INFORMATION SUPPLIED:
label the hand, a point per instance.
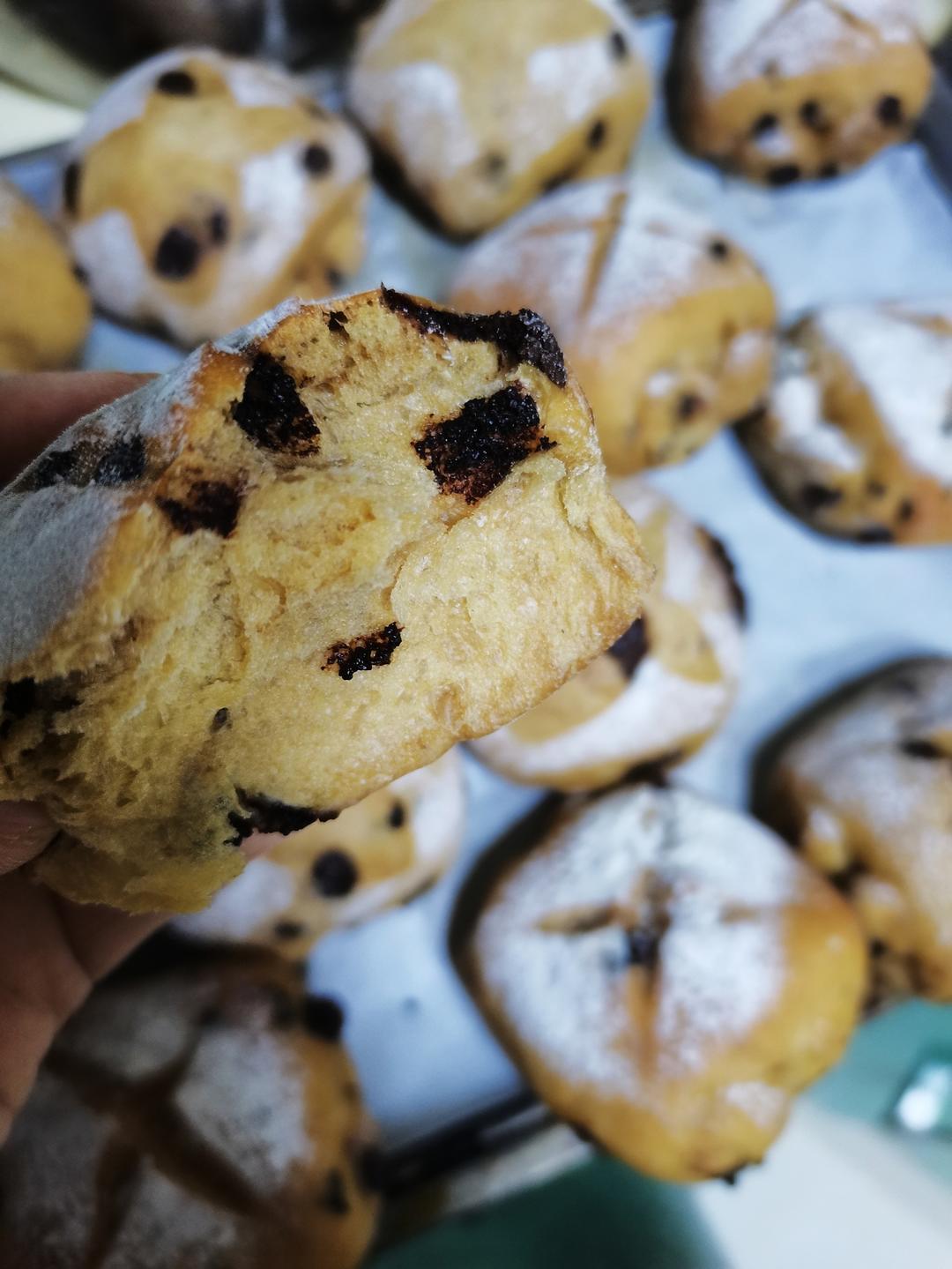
(51, 951)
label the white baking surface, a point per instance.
(821, 612)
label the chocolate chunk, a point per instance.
(178, 254)
(630, 647)
(923, 749)
(211, 504)
(737, 592)
(324, 1018)
(477, 450)
(123, 462)
(643, 947)
(335, 1197)
(874, 534)
(889, 110)
(688, 407)
(365, 653)
(219, 226)
(521, 337)
(814, 495)
(317, 160)
(71, 188)
(176, 84)
(785, 174)
(598, 133)
(269, 815)
(271, 411)
(333, 873)
(288, 929)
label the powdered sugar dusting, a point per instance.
(564, 994)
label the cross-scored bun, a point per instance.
(667, 974)
(304, 563)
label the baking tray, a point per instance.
(457, 1123)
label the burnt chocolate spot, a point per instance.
(598, 133)
(288, 929)
(71, 188)
(521, 337)
(477, 450)
(269, 815)
(688, 407)
(333, 873)
(922, 749)
(737, 592)
(874, 534)
(211, 504)
(814, 495)
(178, 254)
(271, 411)
(324, 1018)
(889, 110)
(365, 653)
(176, 84)
(123, 462)
(317, 160)
(643, 947)
(631, 647)
(785, 174)
(335, 1197)
(219, 226)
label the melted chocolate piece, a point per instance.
(521, 337)
(333, 873)
(271, 411)
(269, 815)
(178, 254)
(630, 647)
(176, 84)
(477, 450)
(364, 653)
(211, 504)
(123, 462)
(324, 1018)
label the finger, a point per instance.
(34, 409)
(26, 829)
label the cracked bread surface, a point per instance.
(309, 560)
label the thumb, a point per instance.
(26, 830)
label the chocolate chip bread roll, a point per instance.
(205, 190)
(784, 92)
(480, 106)
(668, 976)
(45, 310)
(864, 788)
(304, 563)
(379, 853)
(202, 1117)
(857, 439)
(667, 323)
(662, 690)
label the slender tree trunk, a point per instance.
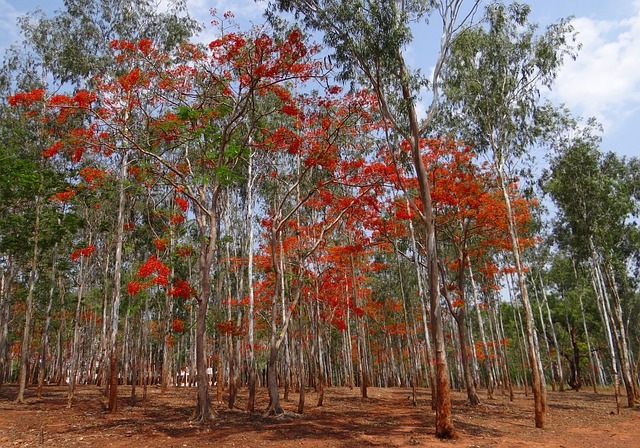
(537, 378)
(586, 336)
(251, 316)
(28, 313)
(117, 274)
(546, 341)
(559, 370)
(621, 337)
(44, 339)
(598, 287)
(485, 348)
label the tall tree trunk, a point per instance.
(598, 287)
(44, 339)
(559, 370)
(117, 274)
(537, 378)
(621, 337)
(251, 316)
(483, 336)
(28, 313)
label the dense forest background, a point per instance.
(264, 211)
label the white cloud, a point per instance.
(8, 29)
(246, 13)
(605, 80)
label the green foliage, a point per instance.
(493, 77)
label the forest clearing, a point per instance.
(386, 419)
(230, 221)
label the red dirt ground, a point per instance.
(386, 419)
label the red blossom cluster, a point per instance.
(83, 252)
(161, 243)
(182, 288)
(153, 265)
(93, 176)
(63, 196)
(177, 325)
(182, 203)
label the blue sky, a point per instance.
(603, 82)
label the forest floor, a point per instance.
(386, 419)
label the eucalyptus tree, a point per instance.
(370, 39)
(492, 97)
(597, 202)
(71, 48)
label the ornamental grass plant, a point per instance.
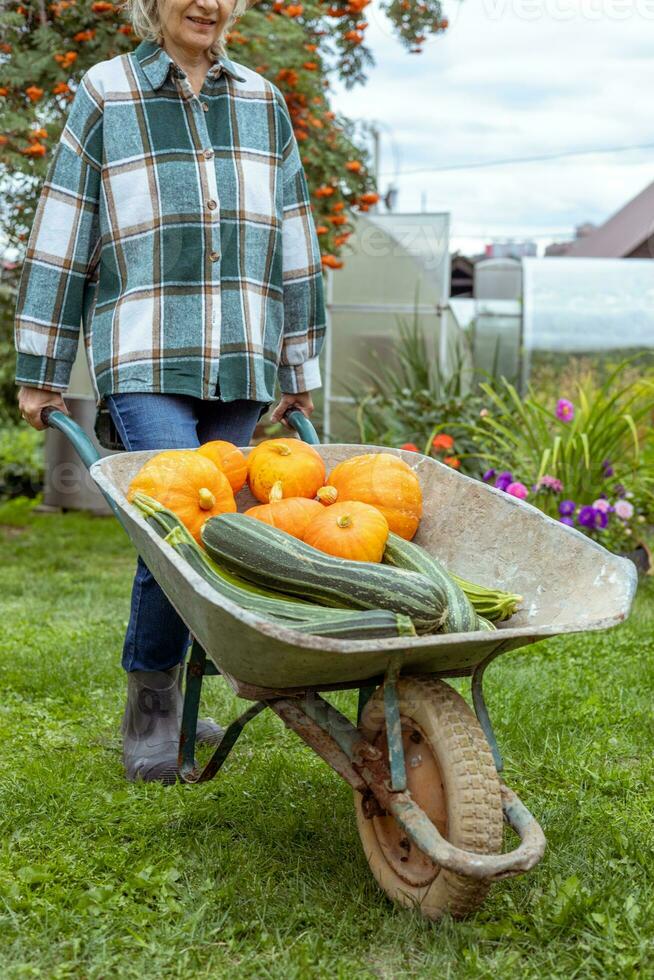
(585, 460)
(400, 397)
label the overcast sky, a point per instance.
(515, 78)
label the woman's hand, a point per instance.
(301, 401)
(32, 400)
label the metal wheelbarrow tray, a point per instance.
(412, 786)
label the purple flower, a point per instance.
(586, 516)
(517, 490)
(624, 510)
(592, 518)
(550, 483)
(565, 410)
(503, 480)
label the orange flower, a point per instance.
(331, 262)
(35, 150)
(442, 441)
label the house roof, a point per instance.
(622, 233)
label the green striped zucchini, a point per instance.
(461, 616)
(164, 521)
(304, 617)
(485, 624)
(362, 624)
(270, 557)
(494, 604)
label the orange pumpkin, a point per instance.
(228, 458)
(349, 530)
(386, 482)
(292, 514)
(327, 495)
(294, 464)
(188, 484)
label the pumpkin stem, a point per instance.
(276, 492)
(327, 495)
(206, 499)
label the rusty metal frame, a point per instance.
(333, 737)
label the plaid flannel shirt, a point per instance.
(176, 229)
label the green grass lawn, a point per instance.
(260, 873)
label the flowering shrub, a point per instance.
(583, 462)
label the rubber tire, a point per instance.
(471, 788)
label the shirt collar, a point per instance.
(156, 63)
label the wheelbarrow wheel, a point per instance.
(452, 777)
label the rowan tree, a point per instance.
(45, 48)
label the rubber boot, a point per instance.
(207, 732)
(151, 726)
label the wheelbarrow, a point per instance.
(425, 769)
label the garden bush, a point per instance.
(400, 399)
(586, 460)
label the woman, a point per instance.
(175, 225)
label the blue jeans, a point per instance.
(156, 637)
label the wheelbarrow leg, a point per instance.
(197, 668)
(481, 710)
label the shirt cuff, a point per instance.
(294, 378)
(40, 371)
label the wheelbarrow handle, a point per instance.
(302, 426)
(76, 435)
(87, 452)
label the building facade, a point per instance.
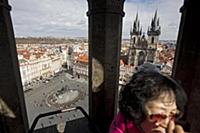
(143, 49)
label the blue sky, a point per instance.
(67, 18)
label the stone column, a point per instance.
(105, 29)
(12, 105)
(187, 61)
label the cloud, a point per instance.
(68, 17)
(49, 18)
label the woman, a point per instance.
(149, 103)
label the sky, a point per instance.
(67, 18)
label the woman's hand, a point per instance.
(172, 128)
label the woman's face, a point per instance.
(159, 111)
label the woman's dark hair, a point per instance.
(143, 86)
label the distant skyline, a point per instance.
(67, 18)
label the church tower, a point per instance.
(153, 33)
(135, 35)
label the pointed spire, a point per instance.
(158, 22)
(141, 31)
(136, 18)
(154, 29)
(155, 16)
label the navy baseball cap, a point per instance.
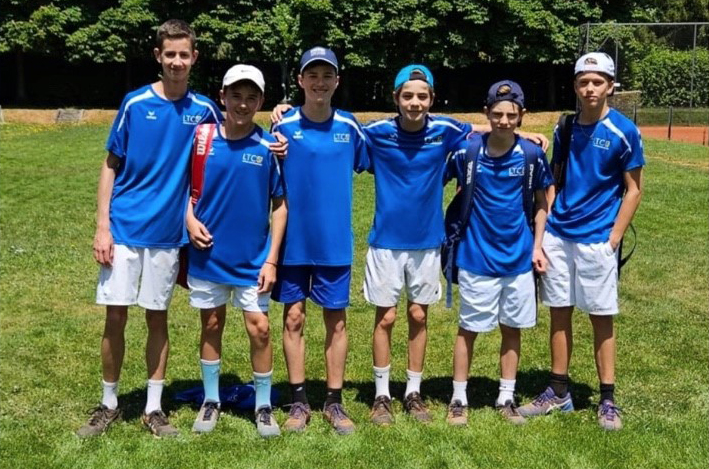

THE TASK: Once more, please print the whole listing exactly, omitting each image.

SOLUTION FOR THIS TASK:
label the hand, a point per instance.
(51, 951)
label the white baking surface, a point per instance.
(821, 612)
label the chocolate chunk, a point per instance.
(178, 254)
(630, 647)
(923, 749)
(211, 504)
(737, 592)
(324, 1018)
(477, 450)
(123, 462)
(643, 947)
(335, 1197)
(874, 534)
(889, 110)
(688, 407)
(365, 653)
(219, 226)
(521, 337)
(814, 495)
(317, 160)
(71, 188)
(176, 84)
(785, 174)
(598, 133)
(269, 815)
(271, 411)
(333, 873)
(288, 929)
label the powdered sugar dusting, a point per instance.
(564, 994)
label the cross-scored bun, a point per instance.
(667, 974)
(304, 563)
label the baking tray, a point per instance.
(457, 1123)
label the burnt chocolate spot, a point per instance.
(598, 133)
(288, 929)
(71, 188)
(521, 337)
(477, 450)
(269, 815)
(688, 407)
(333, 873)
(922, 749)
(737, 592)
(874, 534)
(211, 504)
(814, 495)
(178, 254)
(271, 411)
(324, 1018)
(889, 110)
(365, 653)
(176, 84)
(123, 462)
(317, 160)
(643, 947)
(631, 647)
(785, 174)
(335, 1197)
(219, 226)
label the melted chocolate piece, a point per instance.
(521, 337)
(333, 873)
(271, 411)
(269, 815)
(178, 254)
(630, 647)
(176, 84)
(477, 450)
(364, 653)
(211, 504)
(123, 462)
(324, 1018)
label the finger, a point per instance.
(34, 409)
(26, 829)
label the cracked bread surface, a point per instance.
(309, 560)
label the thumb, a point per instance.
(26, 830)
label the chocolate chip bread roll, a point per instance.
(205, 190)
(784, 92)
(480, 106)
(668, 976)
(45, 310)
(864, 788)
(304, 563)
(379, 853)
(202, 1117)
(857, 439)
(667, 323)
(662, 690)
label the slender tree trunk, a point per instance.
(537, 378)
(586, 336)
(251, 316)
(28, 313)
(117, 274)
(546, 341)
(559, 370)
(621, 337)
(44, 339)
(598, 287)
(485, 348)
label the tall tree trunk, a point per instance.
(598, 287)
(44, 339)
(559, 370)
(117, 274)
(537, 378)
(621, 337)
(251, 316)
(483, 336)
(28, 313)
label the dense forest background, a point per instance.
(264, 211)
label the white cloud, a point per instance.
(8, 29)
(246, 13)
(605, 80)
label the green foliage, a point per instance.
(493, 77)
label the forest clearing, a point per instance.
(386, 419)
(230, 221)
label the red dirt ground, a point per instance.
(386, 419)
label the red blossom cluster, a point per instance.
(83, 252)
(161, 243)
(182, 288)
(153, 265)
(93, 176)
(63, 196)
(177, 325)
(182, 203)
label the blue sky, a point per instance.
(603, 82)
label the forest floor, a point per instance.
(386, 419)
label the eucalyptus tree, a point per instance.
(370, 39)
(492, 97)
(597, 202)
(71, 48)
label the ornamental grass plant, a point per instance.
(585, 460)
(400, 397)
label the overcast sky, a point per instance.
(515, 78)
label the woman's hand, a point per instance.
(301, 401)
(32, 400)
label the metal wheelbarrow tray, a point per instance.
(412, 786)
label the purple flower, a point per instance.
(586, 516)
(517, 490)
(624, 510)
(592, 518)
(550, 483)
(565, 410)
(503, 480)
label the orange flower, a point per instance.
(331, 262)
(35, 150)
(442, 441)
label the house roof, a point per instance.
(622, 233)
label the green striped zucchini, a point per instance.
(461, 616)
(164, 521)
(304, 617)
(485, 624)
(362, 624)
(270, 557)
(494, 604)
label the orange pumpkin, a point per instance.
(228, 458)
(349, 530)
(386, 482)
(292, 514)
(327, 495)
(294, 464)
(188, 484)
label the pumpkin stem, a point per instance.
(276, 492)
(327, 495)
(206, 499)
label the rusty metal frame, a point per instance.
(333, 737)
label the plaid flannel shirt, a point per instance.
(176, 229)
label the green grass lawn, a point per instance.
(260, 873)
label the flowering shrub, a point per instance.
(583, 462)
label the rubber tire, a point per instance.
(471, 788)
label the shirt collar, a point per instance.
(156, 63)
label the wheelbarrow wheel, a point per instance.
(452, 777)
label the rowan tree, a point per instance.
(45, 48)
label the rubber boot, a point per instance.
(207, 732)
(151, 726)
label the wheelbarrow, a point per instance.
(425, 769)
label the garden bush, a point per instance.
(400, 399)
(586, 460)
label the woman, a point per instance.
(175, 225)
label the blue jeans, a point per instance.
(156, 637)
label the wheelbarrow leg, a point per instance.
(197, 668)
(481, 710)
label the shirt cuff, a point per instance.
(294, 378)
(40, 371)
label the wheelbarrow handle, a point per instance.
(302, 426)
(76, 435)
(87, 452)
label the building facade, a point per instance.
(143, 49)
label the blue sky, a point per instance.
(67, 18)
label the stone column, a point per instance.
(105, 29)
(12, 105)
(187, 61)
label the cloud, a point per instance.
(68, 17)
(49, 18)
label the woman, a point per instance.
(149, 103)
label the sky, a point per instance.
(67, 18)
label the woman's hand, a point per instance.
(172, 128)
label the woman's face, a point per instance.
(159, 111)
label the woman's dark hair, a point per instance.
(143, 86)
label the distant skyline, a point per instance.
(67, 18)
label the church tower, a point per instance.
(153, 33)
(135, 35)
label the pointed spire, a point per instance.
(158, 22)
(141, 31)
(136, 18)
(154, 29)
(155, 16)
label the navy baseball cap, a point per instance.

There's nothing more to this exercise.